Selected excerpt Start Marker

Brent futures settled at $71.42 a barrel, down $4.63 or 6.09 percent while the US West Texas Intermediate (WTI) crude futures finished at $67.38 a barrel, $4.40 or 6.13 percent.

Over the weekend, jets from Israel completed three waves of strikes before dawn against missile factories and other sites near Tehran and in western Iran, heightening tensions in the region further.

The attacks were more tailored toward military targets – including Iran’s air defences, as well as missile and drone production, and launch facilities – easing fears that Israel might attack Iran’s nuclear facilities or oil infrastructure.

Also, Iran’s Supreme Leader Ayatollah Ali Khamenei helped cool tensions on Sunday when he signalled there would not be any direct response to Israel’s latest attacks.

The markets have been waiting for the majority of the month for a retaliation by Israel following the direct Iranian offensive against the Jewish state earlier this month. Broader Middle East tensions have continued to rise after the attack on Israel by Iran-backed Hamas on October 7 of last year.

Iran accounts for up to 4 per cent of global oil supplies, according to the US Energy Information Administration (EIA).

Selected excerpt End Marker
Provided material Start Marker

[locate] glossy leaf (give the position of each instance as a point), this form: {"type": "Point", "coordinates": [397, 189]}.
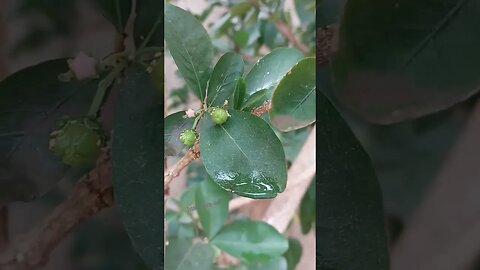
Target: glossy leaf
{"type": "Point", "coordinates": [279, 263]}
{"type": "Point", "coordinates": [292, 142]}
{"type": "Point", "coordinates": [183, 255]}
{"type": "Point", "coordinates": [32, 102]}
{"type": "Point", "coordinates": [306, 10]}
{"type": "Point", "coordinates": [148, 28]}
{"type": "Point", "coordinates": [350, 220]}
{"type": "Point", "coordinates": [117, 12]}
{"type": "Point", "coordinates": [307, 208]}
{"type": "Point", "coordinates": [179, 230]}
{"type": "Point", "coordinates": [225, 75]}
{"type": "Point", "coordinates": [244, 156]}
{"type": "Point", "coordinates": [268, 71]}
{"type": "Point", "coordinates": [256, 99]}
{"type": "Point", "coordinates": [190, 47]}
{"type": "Point", "coordinates": [137, 160]}
{"type": "Point", "coordinates": [251, 241]}
{"type": "Point", "coordinates": [175, 124]}
{"type": "Point", "coordinates": [236, 100]}
{"type": "Point", "coordinates": [211, 202]}
{"type": "Point", "coordinates": [293, 102]}
{"type": "Point", "coordinates": [396, 61]}
{"type": "Point", "coordinates": [293, 254]}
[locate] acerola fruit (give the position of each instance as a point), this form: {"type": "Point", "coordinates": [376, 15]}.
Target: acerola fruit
{"type": "Point", "coordinates": [219, 115]}
{"type": "Point", "coordinates": [188, 137]}
{"type": "Point", "coordinates": [78, 142]}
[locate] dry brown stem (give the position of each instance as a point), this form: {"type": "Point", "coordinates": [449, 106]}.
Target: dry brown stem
{"type": "Point", "coordinates": [91, 194]}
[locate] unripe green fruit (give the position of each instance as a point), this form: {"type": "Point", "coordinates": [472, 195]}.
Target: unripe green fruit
{"type": "Point", "coordinates": [78, 142]}
{"type": "Point", "coordinates": [219, 116]}
{"type": "Point", "coordinates": [188, 137]}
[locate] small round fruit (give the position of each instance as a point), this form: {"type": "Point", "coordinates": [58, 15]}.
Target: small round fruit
{"type": "Point", "coordinates": [78, 142]}
{"type": "Point", "coordinates": [219, 116]}
{"type": "Point", "coordinates": [188, 137]}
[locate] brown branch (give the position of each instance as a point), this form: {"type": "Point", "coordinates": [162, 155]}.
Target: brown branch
{"type": "Point", "coordinates": [194, 152]}
{"type": "Point", "coordinates": [91, 194]}
{"type": "Point", "coordinates": [288, 34]}
{"type": "Point", "coordinates": [3, 228]}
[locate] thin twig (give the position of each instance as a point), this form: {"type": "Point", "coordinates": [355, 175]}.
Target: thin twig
{"type": "Point", "coordinates": [3, 228]}
{"type": "Point", "coordinates": [324, 44]}
{"type": "Point", "coordinates": [287, 33]}
{"type": "Point", "coordinates": [91, 194]}
{"type": "Point", "coordinates": [194, 152]}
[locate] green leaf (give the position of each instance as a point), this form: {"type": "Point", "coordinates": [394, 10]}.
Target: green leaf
{"type": "Point", "coordinates": [175, 124]}
{"type": "Point", "coordinates": [212, 206]}
{"type": "Point", "coordinates": [32, 101]}
{"type": "Point", "coordinates": [292, 142]}
{"type": "Point", "coordinates": [306, 10]}
{"type": "Point", "coordinates": [178, 230]}
{"type": "Point", "coordinates": [222, 83]}
{"type": "Point", "coordinates": [293, 102]}
{"type": "Point", "coordinates": [190, 47]}
{"type": "Point", "coordinates": [293, 254]}
{"type": "Point", "coordinates": [268, 71]}
{"type": "Point", "coordinates": [307, 208]}
{"type": "Point", "coordinates": [396, 61]}
{"type": "Point", "coordinates": [240, 9]}
{"type": "Point", "coordinates": [244, 156]}
{"type": "Point", "coordinates": [183, 255]}
{"type": "Point", "coordinates": [251, 241]}
{"type": "Point", "coordinates": [279, 263]}
{"type": "Point", "coordinates": [117, 12]}
{"type": "Point", "coordinates": [236, 100]}
{"type": "Point", "coordinates": [350, 218]}
{"type": "Point", "coordinates": [256, 99]}
{"type": "Point", "coordinates": [148, 28]}
{"type": "Point", "coordinates": [136, 159]}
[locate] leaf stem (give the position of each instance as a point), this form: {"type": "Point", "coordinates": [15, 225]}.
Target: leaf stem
{"type": "Point", "coordinates": [102, 88]}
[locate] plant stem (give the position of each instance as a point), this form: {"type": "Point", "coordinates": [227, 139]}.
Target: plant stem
{"type": "Point", "coordinates": [197, 119]}
{"type": "Point", "coordinates": [102, 89]}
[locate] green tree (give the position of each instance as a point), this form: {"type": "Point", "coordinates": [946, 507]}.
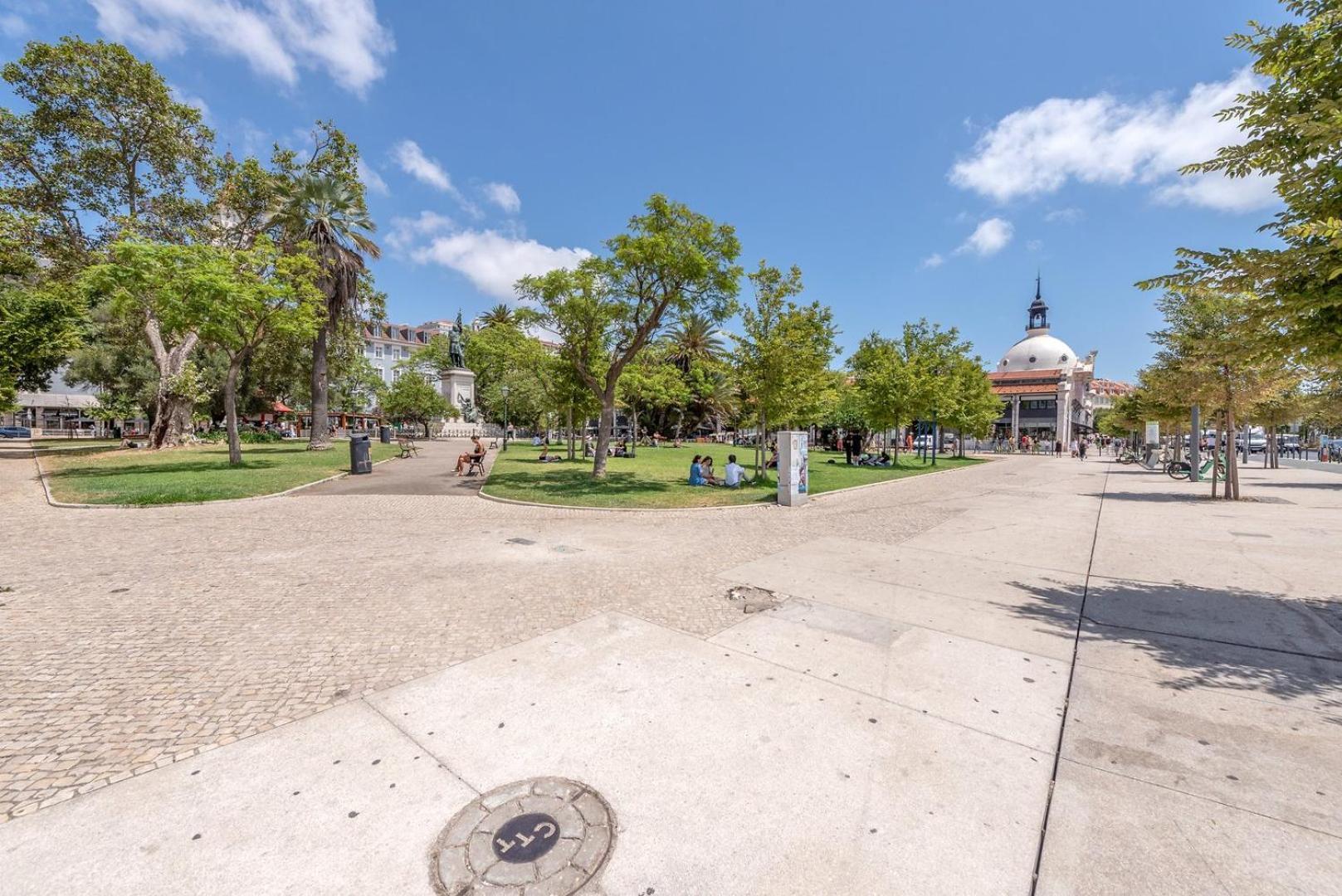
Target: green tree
{"type": "Point", "coordinates": [784, 352]}
{"type": "Point", "coordinates": [101, 148]}
{"type": "Point", "coordinates": [246, 297]}
{"type": "Point", "coordinates": [412, 400]}
{"type": "Point", "coordinates": [694, 338]}
{"type": "Point", "coordinates": [39, 326]}
{"type": "Point", "coordinates": [650, 381]}
{"type": "Point", "coordinates": [356, 389]}
{"type": "Point", "coordinates": [328, 213]}
{"type": "Point", "coordinates": [969, 404]}
{"type": "Point", "coordinates": [672, 262]}
{"type": "Point", "coordinates": [1292, 132]}
{"type": "Point", "coordinates": [161, 285]}
{"type": "Point", "coordinates": [500, 315]}
{"type": "Point", "coordinates": [1213, 352]}
{"type": "Point", "coordinates": [909, 378]}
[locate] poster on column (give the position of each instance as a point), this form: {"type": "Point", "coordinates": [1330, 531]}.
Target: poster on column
{"type": "Point", "coordinates": [793, 469]}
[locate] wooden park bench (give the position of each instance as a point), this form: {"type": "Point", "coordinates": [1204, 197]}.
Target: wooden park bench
{"type": "Point", "coordinates": [476, 465]}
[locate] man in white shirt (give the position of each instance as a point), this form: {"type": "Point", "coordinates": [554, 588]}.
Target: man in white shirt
{"type": "Point", "coordinates": [734, 472]}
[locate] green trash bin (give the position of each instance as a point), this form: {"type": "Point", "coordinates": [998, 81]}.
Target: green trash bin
{"type": "Point", "coordinates": [360, 455]}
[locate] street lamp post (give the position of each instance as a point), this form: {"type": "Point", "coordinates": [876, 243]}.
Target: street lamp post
{"type": "Point", "coordinates": [935, 437]}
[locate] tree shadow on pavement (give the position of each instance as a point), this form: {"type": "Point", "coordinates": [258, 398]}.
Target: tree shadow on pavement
{"type": "Point", "coordinates": [1202, 637]}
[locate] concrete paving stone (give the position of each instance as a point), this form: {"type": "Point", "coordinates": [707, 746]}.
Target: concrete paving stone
{"type": "Point", "coordinates": [995, 689]}
{"type": "Point", "coordinates": [1113, 836]}
{"type": "Point", "coordinates": [1265, 758]}
{"type": "Point", "coordinates": [665, 728]}
{"type": "Point", "coordinates": [274, 815]}
{"type": "Point", "coordinates": [1228, 615]}
{"type": "Point", "coordinates": [1181, 663]}
{"type": "Point", "coordinates": [965, 577]}
{"type": "Point", "coordinates": [1247, 565]}
{"type": "Point", "coordinates": [1040, 622]}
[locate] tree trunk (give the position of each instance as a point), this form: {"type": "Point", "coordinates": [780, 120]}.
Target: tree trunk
{"type": "Point", "coordinates": [604, 426]}
{"type": "Point", "coordinates": [320, 436]}
{"type": "Point", "coordinates": [1216, 455]}
{"type": "Point", "coordinates": [172, 413]}
{"type": "Point", "coordinates": [235, 450]}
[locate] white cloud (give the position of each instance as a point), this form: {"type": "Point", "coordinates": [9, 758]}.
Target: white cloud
{"type": "Point", "coordinates": [1103, 139]}
{"type": "Point", "coordinates": [406, 231]}
{"type": "Point", "coordinates": [373, 182]}
{"type": "Point", "coordinates": [504, 196]}
{"type": "Point", "coordinates": [988, 237]}
{"type": "Point", "coordinates": [494, 262]}
{"type": "Point", "coordinates": [420, 167]}
{"type": "Point", "coordinates": [13, 26]}
{"type": "Point", "coordinates": [428, 171]}
{"type": "Point", "coordinates": [1065, 217]}
{"type": "Point", "coordinates": [183, 97]}
{"type": "Point", "coordinates": [276, 38]}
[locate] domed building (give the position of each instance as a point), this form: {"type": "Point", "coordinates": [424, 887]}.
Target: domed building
{"type": "Point", "coordinates": [1043, 384]}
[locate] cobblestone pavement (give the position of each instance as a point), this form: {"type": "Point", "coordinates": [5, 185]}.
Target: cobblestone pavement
{"type": "Point", "coordinates": [133, 639]}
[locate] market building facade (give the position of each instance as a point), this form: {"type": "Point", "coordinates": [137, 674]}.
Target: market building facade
{"type": "Point", "coordinates": [1044, 387]}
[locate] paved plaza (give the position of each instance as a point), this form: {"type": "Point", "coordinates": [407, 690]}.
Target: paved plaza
{"type": "Point", "coordinates": [1035, 665]}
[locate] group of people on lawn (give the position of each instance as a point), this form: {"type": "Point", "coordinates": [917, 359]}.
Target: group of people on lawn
{"type": "Point", "coordinates": [702, 472]}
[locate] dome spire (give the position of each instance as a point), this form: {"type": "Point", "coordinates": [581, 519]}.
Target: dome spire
{"type": "Point", "coordinates": [1037, 310]}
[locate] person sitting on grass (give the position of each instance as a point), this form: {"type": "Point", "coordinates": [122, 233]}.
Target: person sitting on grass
{"type": "Point", "coordinates": [735, 474]}
{"type": "Point", "coordinates": [476, 452]}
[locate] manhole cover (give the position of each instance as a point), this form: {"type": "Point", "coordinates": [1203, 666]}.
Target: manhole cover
{"type": "Point", "coordinates": [534, 837]}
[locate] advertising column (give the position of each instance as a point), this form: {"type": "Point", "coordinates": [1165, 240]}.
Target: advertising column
{"type": "Point", "coordinates": [792, 469]}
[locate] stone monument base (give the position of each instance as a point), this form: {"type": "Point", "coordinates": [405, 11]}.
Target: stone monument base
{"type": "Point", "coordinates": [459, 384]}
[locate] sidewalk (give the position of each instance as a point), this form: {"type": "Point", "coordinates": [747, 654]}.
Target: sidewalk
{"type": "Point", "coordinates": [891, 728]}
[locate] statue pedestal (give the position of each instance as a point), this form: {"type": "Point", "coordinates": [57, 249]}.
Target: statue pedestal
{"type": "Point", "coordinates": [459, 384]}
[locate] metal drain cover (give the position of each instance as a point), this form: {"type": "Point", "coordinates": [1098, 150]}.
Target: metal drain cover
{"type": "Point", "coordinates": [534, 837]}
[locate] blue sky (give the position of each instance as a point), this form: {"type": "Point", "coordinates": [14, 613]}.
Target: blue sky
{"type": "Point", "coordinates": [913, 158]}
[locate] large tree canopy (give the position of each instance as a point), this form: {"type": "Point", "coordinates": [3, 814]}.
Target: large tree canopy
{"type": "Point", "coordinates": [672, 262]}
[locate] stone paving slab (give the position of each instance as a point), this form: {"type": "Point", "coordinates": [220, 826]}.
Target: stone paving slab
{"type": "Point", "coordinates": [734, 776]}
{"type": "Point", "coordinates": [1113, 836]}
{"type": "Point", "coordinates": [341, 802]}
{"type": "Point", "coordinates": [1007, 621]}
{"type": "Point", "coordinates": [1009, 694]}
{"type": "Point", "coordinates": [1181, 663]}
{"type": "Point", "coordinates": [1275, 761]}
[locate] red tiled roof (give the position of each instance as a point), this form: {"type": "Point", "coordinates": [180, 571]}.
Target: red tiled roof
{"type": "Point", "coordinates": [1015, 376]}
{"type": "Point", "coordinates": [1026, 389]}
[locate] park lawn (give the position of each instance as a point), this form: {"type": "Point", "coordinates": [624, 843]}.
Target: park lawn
{"type": "Point", "coordinates": [193, 474]}
{"type": "Point", "coordinates": [658, 478]}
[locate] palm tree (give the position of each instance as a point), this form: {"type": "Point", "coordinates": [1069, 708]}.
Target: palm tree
{"type": "Point", "coordinates": [694, 338]}
{"type": "Point", "coordinates": [330, 217]}
{"type": "Point", "coordinates": [500, 315]}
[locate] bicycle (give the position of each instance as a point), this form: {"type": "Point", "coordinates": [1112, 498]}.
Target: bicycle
{"type": "Point", "coordinates": [1183, 469]}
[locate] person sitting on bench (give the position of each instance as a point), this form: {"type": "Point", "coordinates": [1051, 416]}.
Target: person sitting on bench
{"type": "Point", "coordinates": [476, 454]}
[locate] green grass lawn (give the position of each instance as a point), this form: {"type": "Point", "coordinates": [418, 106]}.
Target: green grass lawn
{"type": "Point", "coordinates": [658, 478]}
{"type": "Point", "coordinates": [139, 476]}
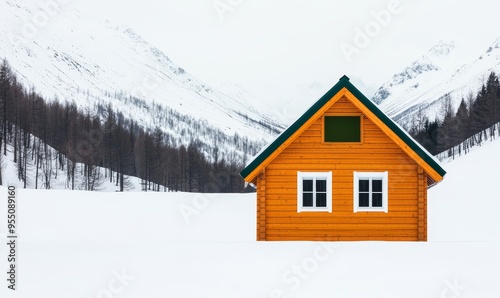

Provided material End Marker

* Your tasks
(a) From the oil price report, set down the part that opens with the words containing "The attacks were" and closes with "of last year.".
(b) Answer these questions from the oil price report:
(i) At what price per barrel did Brent futures settle?
(ii) Who signaled on Sunday that there would be no direct response to Israel's latest attacks?
(iii) According to the US Energy Information Administration, what share of global oil supplies does Iran account for?
(c) Continue the oil price report past its final sentence.

* Results of the exercise
(a)
The attacks were more tailored toward military targets – including Iran’s air defences, as well as missile and drone production, and launch facilities – easing fears that Israel might attack Iran’s nuclear facilities or oil infrastructure.

Also, Iran’s Supreme Leader Ayatollah Ali Khamenei helped cool tensions on Sunday when he signalled there would not be any direct response to Israel’s latest attacks.

The markets have been waiting for the majority of the month for a retaliation by Israel following the direct Iranian offensive against the Jewish state earlier this month. Broader Middle East tensions have continued to rise after the attack on Israel by Iran-backed Hamas on October 7 of last year.

(b)
(i) $71.42 a barrel
(ii) Iran's Supreme Leader Ayatollah Ali Khamenei
(iii) Up to 4 percent

(c)
This development has led analysts like Citi to lower Brent’s price target for the next three months to $70 a barrel from $74, factoring in a lower risk premium in the near term.

A de-escalation that will cause markets to refocus on surplus supply and lacklustre demand, the analysts added.

The Organisation of the Petroleum Exporting Countries and its allies in OPEC+ kept oil output policy unchanged last month, including a plan to start raising output in December.

The group will meet on December 1 ahead of a full meeting of OPEC+

Even before the latest developments, Goldman Sachs had warned that there was limited upside for oil prices in 2025, citing spare capacity and weak demand.

Market attention will also turn to Hamas‑Israel and Israel‑Hezbollah cease-fire talks that resumed over the weekend.